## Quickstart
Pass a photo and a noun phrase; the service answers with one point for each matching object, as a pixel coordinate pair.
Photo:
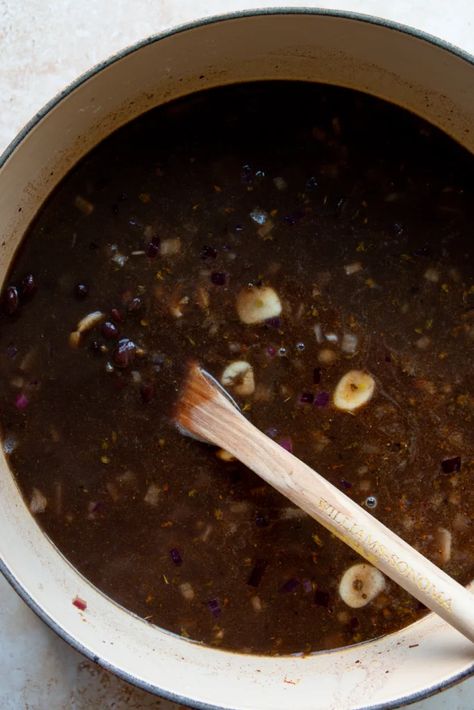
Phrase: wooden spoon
(206, 412)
+===+
■ Your task:
Rewrite every line above, requests included, and increase each coordinate value in the answers by 13. Omit the pictures.

■ Output:
## Quickstart
Pass a photo and a noun phrase; the service answers with one point for each matching object, as a pixel coordinate pair.
Photo:
Phrase: wooden spoon
(219, 425)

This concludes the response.